*** Extracted records ***

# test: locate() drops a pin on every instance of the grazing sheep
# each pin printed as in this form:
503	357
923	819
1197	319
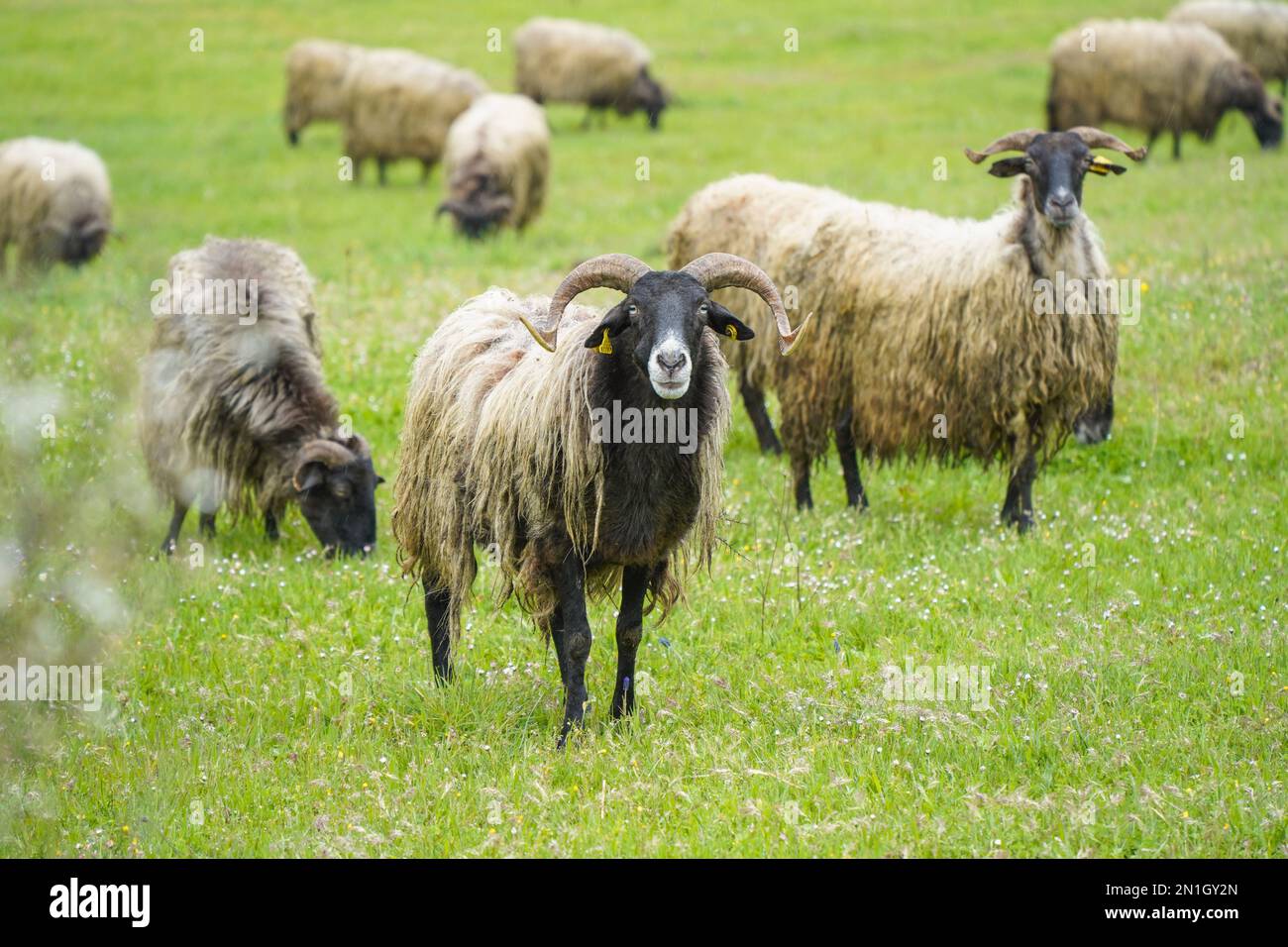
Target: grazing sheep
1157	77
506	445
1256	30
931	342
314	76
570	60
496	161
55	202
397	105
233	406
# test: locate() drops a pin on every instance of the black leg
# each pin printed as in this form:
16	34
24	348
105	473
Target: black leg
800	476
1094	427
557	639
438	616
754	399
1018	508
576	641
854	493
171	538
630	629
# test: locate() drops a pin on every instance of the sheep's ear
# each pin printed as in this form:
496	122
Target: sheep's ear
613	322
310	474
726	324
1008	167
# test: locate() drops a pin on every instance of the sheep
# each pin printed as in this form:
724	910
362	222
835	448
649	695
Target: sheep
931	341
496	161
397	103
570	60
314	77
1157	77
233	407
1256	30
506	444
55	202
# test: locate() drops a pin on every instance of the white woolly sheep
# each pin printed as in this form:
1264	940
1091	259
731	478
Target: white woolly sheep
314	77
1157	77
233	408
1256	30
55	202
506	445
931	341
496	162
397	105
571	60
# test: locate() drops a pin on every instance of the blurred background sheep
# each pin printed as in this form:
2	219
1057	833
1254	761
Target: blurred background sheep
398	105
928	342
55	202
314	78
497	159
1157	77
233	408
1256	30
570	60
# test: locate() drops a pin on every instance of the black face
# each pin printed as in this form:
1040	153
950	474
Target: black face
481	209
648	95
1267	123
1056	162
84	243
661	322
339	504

***
*** Extracted records ***

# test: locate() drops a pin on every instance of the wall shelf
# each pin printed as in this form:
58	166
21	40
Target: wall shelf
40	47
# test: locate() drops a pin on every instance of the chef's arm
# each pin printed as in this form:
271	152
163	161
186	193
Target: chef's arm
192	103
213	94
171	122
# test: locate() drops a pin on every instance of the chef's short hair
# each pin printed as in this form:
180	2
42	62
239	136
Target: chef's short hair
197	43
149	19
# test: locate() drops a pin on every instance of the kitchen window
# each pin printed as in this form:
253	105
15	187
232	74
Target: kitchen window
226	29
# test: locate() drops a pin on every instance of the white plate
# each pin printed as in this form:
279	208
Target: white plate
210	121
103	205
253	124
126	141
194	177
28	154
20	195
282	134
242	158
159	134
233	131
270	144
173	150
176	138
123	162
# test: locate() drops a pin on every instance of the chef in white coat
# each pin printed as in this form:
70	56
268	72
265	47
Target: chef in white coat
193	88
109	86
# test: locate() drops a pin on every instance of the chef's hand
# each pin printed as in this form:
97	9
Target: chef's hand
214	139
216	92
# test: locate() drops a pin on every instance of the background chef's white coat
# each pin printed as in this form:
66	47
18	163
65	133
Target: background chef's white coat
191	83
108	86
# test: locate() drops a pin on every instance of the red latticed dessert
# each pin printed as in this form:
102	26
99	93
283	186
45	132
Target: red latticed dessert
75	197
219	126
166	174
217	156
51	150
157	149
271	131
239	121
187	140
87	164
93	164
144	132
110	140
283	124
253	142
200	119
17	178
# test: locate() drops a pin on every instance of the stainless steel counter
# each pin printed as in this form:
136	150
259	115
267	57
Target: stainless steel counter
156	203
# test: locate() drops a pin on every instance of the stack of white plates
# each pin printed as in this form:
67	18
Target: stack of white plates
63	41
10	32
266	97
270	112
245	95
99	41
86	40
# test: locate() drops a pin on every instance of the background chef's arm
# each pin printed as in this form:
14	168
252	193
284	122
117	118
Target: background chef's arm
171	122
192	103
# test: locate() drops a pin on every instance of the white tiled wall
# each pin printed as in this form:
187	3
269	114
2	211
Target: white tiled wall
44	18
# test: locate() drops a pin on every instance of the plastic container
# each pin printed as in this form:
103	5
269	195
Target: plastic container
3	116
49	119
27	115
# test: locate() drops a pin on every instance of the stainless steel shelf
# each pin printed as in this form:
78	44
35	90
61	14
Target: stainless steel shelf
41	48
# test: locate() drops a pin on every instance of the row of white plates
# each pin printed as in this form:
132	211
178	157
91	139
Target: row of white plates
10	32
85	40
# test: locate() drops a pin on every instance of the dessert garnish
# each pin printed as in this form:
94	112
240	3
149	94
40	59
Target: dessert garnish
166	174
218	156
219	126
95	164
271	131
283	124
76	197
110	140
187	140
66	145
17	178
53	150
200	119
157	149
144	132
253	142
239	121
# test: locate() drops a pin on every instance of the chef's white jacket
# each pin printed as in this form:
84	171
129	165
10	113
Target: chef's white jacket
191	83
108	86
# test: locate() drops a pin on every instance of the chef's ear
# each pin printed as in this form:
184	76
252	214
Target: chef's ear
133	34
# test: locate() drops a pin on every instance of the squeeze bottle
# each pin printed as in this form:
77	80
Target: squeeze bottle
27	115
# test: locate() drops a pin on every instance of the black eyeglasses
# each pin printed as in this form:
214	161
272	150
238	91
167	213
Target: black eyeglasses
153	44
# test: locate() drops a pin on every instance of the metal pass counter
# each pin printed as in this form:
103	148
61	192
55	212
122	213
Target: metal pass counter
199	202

***
*** Extracted records ***

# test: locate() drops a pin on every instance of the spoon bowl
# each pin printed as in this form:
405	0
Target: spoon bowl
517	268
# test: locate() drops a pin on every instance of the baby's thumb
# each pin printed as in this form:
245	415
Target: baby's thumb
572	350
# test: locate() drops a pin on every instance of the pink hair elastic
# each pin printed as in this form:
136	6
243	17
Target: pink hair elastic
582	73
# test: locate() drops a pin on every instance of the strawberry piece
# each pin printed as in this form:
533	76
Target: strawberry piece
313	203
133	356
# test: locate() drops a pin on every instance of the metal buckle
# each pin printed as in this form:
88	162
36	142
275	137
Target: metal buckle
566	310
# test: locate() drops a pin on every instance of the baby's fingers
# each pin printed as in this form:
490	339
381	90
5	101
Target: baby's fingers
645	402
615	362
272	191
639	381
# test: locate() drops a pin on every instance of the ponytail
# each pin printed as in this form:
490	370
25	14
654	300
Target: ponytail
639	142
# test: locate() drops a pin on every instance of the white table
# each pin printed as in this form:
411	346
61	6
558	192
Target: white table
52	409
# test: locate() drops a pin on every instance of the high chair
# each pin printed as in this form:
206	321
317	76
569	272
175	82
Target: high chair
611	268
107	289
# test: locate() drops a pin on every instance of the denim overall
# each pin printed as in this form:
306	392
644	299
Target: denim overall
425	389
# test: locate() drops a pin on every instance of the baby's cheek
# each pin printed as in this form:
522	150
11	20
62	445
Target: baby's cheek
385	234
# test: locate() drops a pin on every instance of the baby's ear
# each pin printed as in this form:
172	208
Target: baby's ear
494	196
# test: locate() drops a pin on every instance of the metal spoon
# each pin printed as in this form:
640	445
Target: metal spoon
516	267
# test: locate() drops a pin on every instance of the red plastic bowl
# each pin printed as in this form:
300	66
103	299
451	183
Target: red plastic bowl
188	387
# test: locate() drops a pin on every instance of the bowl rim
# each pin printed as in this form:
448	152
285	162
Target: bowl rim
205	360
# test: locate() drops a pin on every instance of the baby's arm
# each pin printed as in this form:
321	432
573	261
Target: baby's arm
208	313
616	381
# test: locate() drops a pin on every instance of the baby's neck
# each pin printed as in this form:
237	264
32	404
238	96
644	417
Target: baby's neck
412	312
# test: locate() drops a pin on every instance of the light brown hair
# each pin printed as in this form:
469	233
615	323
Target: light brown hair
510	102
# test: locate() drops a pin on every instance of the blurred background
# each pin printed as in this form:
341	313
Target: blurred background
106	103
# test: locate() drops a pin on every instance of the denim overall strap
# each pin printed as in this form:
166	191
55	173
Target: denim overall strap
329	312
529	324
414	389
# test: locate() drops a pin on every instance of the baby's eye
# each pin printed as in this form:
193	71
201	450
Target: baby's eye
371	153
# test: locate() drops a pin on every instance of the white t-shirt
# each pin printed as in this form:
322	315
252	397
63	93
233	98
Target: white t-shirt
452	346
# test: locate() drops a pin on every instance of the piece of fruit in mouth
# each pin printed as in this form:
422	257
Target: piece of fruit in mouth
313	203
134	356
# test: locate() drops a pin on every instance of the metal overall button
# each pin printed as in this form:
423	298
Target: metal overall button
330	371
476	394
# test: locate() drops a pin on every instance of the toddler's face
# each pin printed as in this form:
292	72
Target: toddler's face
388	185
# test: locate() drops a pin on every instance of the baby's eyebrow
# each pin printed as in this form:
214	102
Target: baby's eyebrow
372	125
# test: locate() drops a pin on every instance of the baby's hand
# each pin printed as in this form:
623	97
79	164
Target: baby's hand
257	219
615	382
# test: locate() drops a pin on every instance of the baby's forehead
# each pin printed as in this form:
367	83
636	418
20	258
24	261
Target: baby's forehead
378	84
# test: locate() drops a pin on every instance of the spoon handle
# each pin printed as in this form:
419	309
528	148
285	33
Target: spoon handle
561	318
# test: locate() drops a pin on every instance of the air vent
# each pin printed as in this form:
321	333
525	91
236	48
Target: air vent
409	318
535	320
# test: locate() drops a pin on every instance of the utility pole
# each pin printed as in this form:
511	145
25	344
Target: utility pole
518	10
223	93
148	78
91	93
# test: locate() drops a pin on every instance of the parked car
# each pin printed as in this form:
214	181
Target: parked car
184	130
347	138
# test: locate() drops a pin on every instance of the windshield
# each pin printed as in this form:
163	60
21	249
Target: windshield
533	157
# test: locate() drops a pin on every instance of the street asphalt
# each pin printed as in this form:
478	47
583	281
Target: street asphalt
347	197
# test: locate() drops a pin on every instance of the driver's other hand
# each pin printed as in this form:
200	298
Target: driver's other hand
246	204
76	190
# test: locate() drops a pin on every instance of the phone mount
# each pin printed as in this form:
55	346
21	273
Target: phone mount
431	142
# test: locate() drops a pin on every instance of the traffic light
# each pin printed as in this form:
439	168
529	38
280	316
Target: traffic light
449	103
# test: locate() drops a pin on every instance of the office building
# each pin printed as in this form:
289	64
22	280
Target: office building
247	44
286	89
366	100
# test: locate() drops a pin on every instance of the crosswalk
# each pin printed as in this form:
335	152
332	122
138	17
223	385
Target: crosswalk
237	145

***

-- Aim --
Gather every line of the material above that contains the string "eyebrow", with case counting.

-- Answer for the task --
# test: locate() drops a pin on every instance of the baby's eyebrow
Target: baby's eyebrow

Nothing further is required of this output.